# Try it
Write out all of the entries below again, swapping every "negative clicks" for "excluded clicks" and changing nothing else. Leave the pictures out.

** Opening Data block **

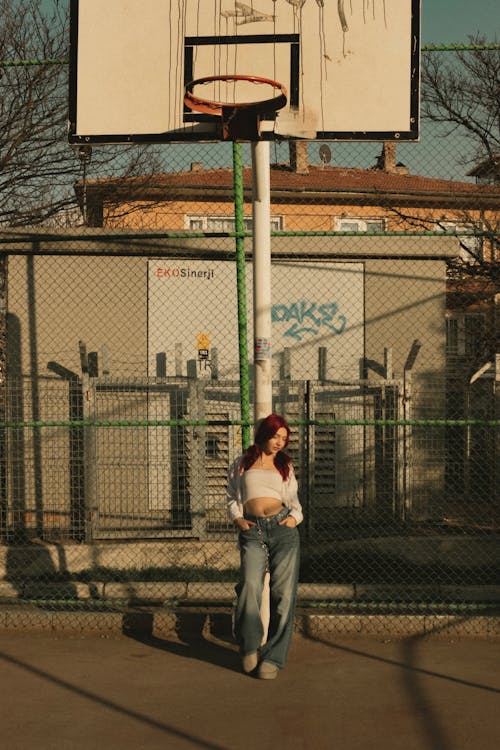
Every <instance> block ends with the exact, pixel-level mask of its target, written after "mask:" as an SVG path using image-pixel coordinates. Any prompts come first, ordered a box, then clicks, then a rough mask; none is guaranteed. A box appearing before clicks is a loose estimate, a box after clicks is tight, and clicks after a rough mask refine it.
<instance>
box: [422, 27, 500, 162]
mask: <svg viewBox="0 0 500 750" xmlns="http://www.w3.org/2000/svg"><path fill="white" fill-rule="evenodd" d="M469 41H470V49H467V50H457V51H454V52H451V53H448V52H447V53H443V52H439V53H436V52H428V53H427V54H426V55H425V56H424V57H423V61H422V63H423V64H422V115H423V117H425V118H426V119H428V120H431V121H433V122H437V123H445V124H448V125H449V126H450V128H449V130H448V133H447V134H450V133H452V132H453V131H455V130H457V131H459V132H460V133H461V134H462V135H465V137H466V138H467V139H468V141H469V143H470V151H469V152H468V153H467V154H464V155H463V157H462V163H463V164H465V165H469V166H470V165H471V164H476V163H478V162H479V161H482V160H485V159H492V160H493V159H494V157H495V155H498V153H499V152H500V48H499V47H498V46H497V47H496V48H495V45H496V44H497V43H496V40H495V41H494V42H493V43H490V44H487V42H486V39H485V38H484V37H482V36H479V35H478V36H475V37H469Z"/></svg>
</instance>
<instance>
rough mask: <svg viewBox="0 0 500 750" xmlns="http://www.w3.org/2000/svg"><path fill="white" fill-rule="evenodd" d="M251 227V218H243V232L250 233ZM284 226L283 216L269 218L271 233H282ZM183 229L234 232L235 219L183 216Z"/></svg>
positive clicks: (224, 215) (194, 214)
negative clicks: (270, 218) (183, 219)
mask: <svg viewBox="0 0 500 750" xmlns="http://www.w3.org/2000/svg"><path fill="white" fill-rule="evenodd" d="M216 225H218V226H216ZM252 225H253V219H252V217H251V216H245V217H244V218H243V226H244V229H245V232H251V231H252ZM284 226H285V221H284V216H279V215H273V216H271V232H282V231H283V230H284ZM184 228H185V229H186V230H187V231H193V232H234V231H235V219H234V216H230V215H228V214H185V216H184Z"/></svg>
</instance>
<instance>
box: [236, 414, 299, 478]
mask: <svg viewBox="0 0 500 750" xmlns="http://www.w3.org/2000/svg"><path fill="white" fill-rule="evenodd" d="M281 428H284V429H285V430H286V443H285V448H286V446H287V445H288V442H289V440H290V427H289V426H288V422H287V421H286V419H284V417H281V416H280V415H279V414H269V415H268V416H267V417H265V419H262V420H261V421H260V422H259V424H258V426H257V429H256V431H255V438H254V443H253V445H251V446H250V447H249V448H247V450H246V451H245V453H244V454H243V458H242V460H241V468H242V469H243V471H247V469H249V468H250V466H253V464H254V463H255V462H256V460H257V459H258V458H259V456H261V455H262V451H263V448H264V445H265V444H266V443H267V441H268V440H270V439H271V438H272V437H274V435H276V433H277V432H278V430H280V429H281ZM290 463H291V459H290V456H289V455H288V453H285V452H284V451H278V453H277V454H276V457H275V459H274V465H275V466H276V468H277V469H278V471H279V473H280V474H281V476H282V477H283V479H284V480H287V479H288V475H289V474H290Z"/></svg>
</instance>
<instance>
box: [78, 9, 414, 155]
mask: <svg viewBox="0 0 500 750" xmlns="http://www.w3.org/2000/svg"><path fill="white" fill-rule="evenodd" d="M419 18H420V0H345V2H344V1H343V0H248V2H247V3H241V2H235V1H234V0H105V2H103V0H71V45H70V46H71V53H70V133H69V138H70V142H72V143H99V142H102V143H105V142H148V141H156V142H170V141H211V140H219V139H220V138H221V127H220V122H219V119H218V118H214V117H213V116H211V115H203V114H197V113H193V112H191V111H190V110H188V109H187V108H186V107H185V105H184V102H183V98H184V90H185V85H186V83H188V82H189V81H191V80H194V79H197V78H201V77H205V76H212V75H241V74H244V75H251V76H259V77H264V78H270V79H273V80H275V81H279V82H280V83H282V84H284V86H285V87H286V89H287V91H288V103H287V106H286V107H285V108H284V109H282V110H280V111H279V112H278V113H277V115H276V116H275V117H274V116H269V119H268V120H267V121H266V122H264V123H263V127H262V132H263V137H264V138H269V139H272V138H275V137H276V138H292V139H293V138H307V139H311V140H312V139H321V140H323V141H324V140H364V139H370V140H389V139H392V138H395V139H400V140H414V139H416V138H417V137H418V99H419V36H420V34H419V28H420V21H419ZM245 86H246V87H245ZM195 93H197V94H198V95H200V96H203V97H205V98H210V99H216V100H218V101H222V102H226V101H254V100H258V99H266V98H269V97H270V96H272V89H271V88H270V87H266V86H264V87H262V86H256V84H246V85H242V84H238V85H237V87H235V86H234V84H228V83H225V84H221V83H218V84H213V85H211V86H203V87H202V89H201V87H200V90H197V91H195Z"/></svg>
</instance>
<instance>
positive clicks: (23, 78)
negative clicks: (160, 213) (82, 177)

** Closing Data block **

# Solved exercise
Every <instance> block ends with the exact, pixel-level mask of its target, written after "mask:" as an SVG path using image-pixel coordinates. Any prompts come first, ordered a box, then clicks, then a rough mask; none is guaranteed. A box appearing before clicks is a loose estimate, a box after clicks is tight, and clicks after a rough mask refine it.
<instance>
box: [422, 27, 500, 162]
mask: <svg viewBox="0 0 500 750" xmlns="http://www.w3.org/2000/svg"><path fill="white" fill-rule="evenodd" d="M469 41H470V49H467V50H457V51H454V52H451V53H448V52H447V53H443V52H439V53H436V52H428V53H427V54H426V55H425V56H424V57H423V61H422V63H423V64H422V115H423V117H425V118H426V119H428V120H431V121H433V122H437V123H445V124H448V125H449V126H450V128H449V130H448V133H447V134H450V133H452V132H453V131H455V130H457V131H459V132H460V133H461V134H462V135H465V137H466V138H467V139H468V141H469V143H470V151H469V152H468V153H467V154H464V155H463V157H462V163H463V164H465V165H469V166H470V165H471V164H476V163H478V162H479V161H482V160H485V159H492V160H493V159H494V157H495V155H498V153H499V152H500V48H499V47H498V46H497V47H496V48H495V45H496V44H497V43H496V40H495V41H494V42H493V43H490V44H487V42H486V39H485V38H484V37H482V36H479V35H478V36H475V37H469Z"/></svg>
</instance>
<instance>
rough mask: <svg viewBox="0 0 500 750" xmlns="http://www.w3.org/2000/svg"><path fill="white" fill-rule="evenodd" d="M251 227V218H243V232L250 233ZM284 226L283 216L269 218L271 233H282ZM183 229L234 232L235 219L183 216Z"/></svg>
positive clicks: (224, 215) (194, 214)
excluded clicks: (270, 218) (183, 219)
mask: <svg viewBox="0 0 500 750" xmlns="http://www.w3.org/2000/svg"><path fill="white" fill-rule="evenodd" d="M216 225H218V226H216ZM252 225H253V219H252V217H251V216H245V217H244V218H243V226H244V229H245V232H251V231H252ZM284 226H285V221H284V216H279V215H273V216H271V232H282V231H283V230H284ZM184 228H185V229H186V230H187V231H193V232H234V231H235V219H234V216H230V215H228V214H185V216H184Z"/></svg>
</instance>
<instance>
box: [236, 414, 299, 478]
mask: <svg viewBox="0 0 500 750" xmlns="http://www.w3.org/2000/svg"><path fill="white" fill-rule="evenodd" d="M281 428H284V429H285V430H286V443H285V448H286V446H287V445H288V442H289V440H290V427H289V426H288V422H287V421H286V419H284V417H281V416H280V415H279V414H269V415H268V416H267V417H265V419H262V420H261V421H260V422H259V424H258V426H257V429H256V431H255V438H254V443H253V445H251V446H250V447H249V448H247V450H246V451H245V453H244V454H243V458H242V460H241V468H242V469H243V471H247V469H249V468H250V466H253V464H254V463H255V462H256V460H257V459H258V458H259V456H261V455H262V451H263V448H264V445H265V444H266V443H267V441H268V440H270V439H271V438H272V437H274V435H276V433H277V432H278V430H280V429H281ZM290 463H291V459H290V456H289V455H288V453H285V452H284V451H278V453H277V454H276V457H275V459H274V465H275V466H276V468H277V469H278V471H279V473H280V474H281V476H282V477H283V479H284V480H287V479H288V475H289V474H290Z"/></svg>
</instance>
<instance>
box: [78, 9, 414, 155]
mask: <svg viewBox="0 0 500 750" xmlns="http://www.w3.org/2000/svg"><path fill="white" fill-rule="evenodd" d="M419 18H420V0H345V2H344V1H343V0H248V2H247V3H241V2H235V1H234V0H105V2H103V0H71V45H70V46H71V53H70V133H69V138H70V142H72V143H99V142H102V143H105V142H148V141H156V142H170V141H211V140H219V139H220V138H221V127H220V122H219V119H218V118H214V117H213V116H211V115H203V114H197V113H193V112H191V111H190V110H188V109H187V108H186V107H185V105H184V102H183V98H184V90H185V85H186V83H188V82H189V81H191V80H194V79H197V78H201V77H205V76H212V75H241V74H244V75H251V76H259V77H264V78H270V79H273V80H275V81H279V82H280V83H282V84H284V86H285V87H286V89H287V91H288V103H287V106H286V107H285V108H284V109H282V110H280V111H279V112H278V113H277V115H276V116H275V117H274V116H269V119H268V120H267V121H266V122H264V123H263V127H262V132H263V137H264V138H269V139H272V138H275V137H276V138H292V139H293V138H307V139H311V140H312V139H321V140H323V141H324V140H364V139H370V140H389V139H392V138H395V139H400V140H414V139H416V138H417V137H418V99H419V36H420V34H419V28H420V21H419ZM245 86H246V87H245ZM195 93H197V94H198V95H200V96H203V97H205V98H210V99H216V100H218V101H222V102H226V101H254V100H258V99H266V98H269V97H270V96H272V89H271V88H270V87H266V86H264V87H262V86H256V84H246V85H242V84H238V85H237V87H235V86H234V84H228V83H225V84H221V83H218V84H213V85H211V86H203V87H202V89H201V87H200V90H197V91H195Z"/></svg>
</instance>
<instance>
positive clicks: (23, 78)
excluded clicks: (160, 213) (82, 177)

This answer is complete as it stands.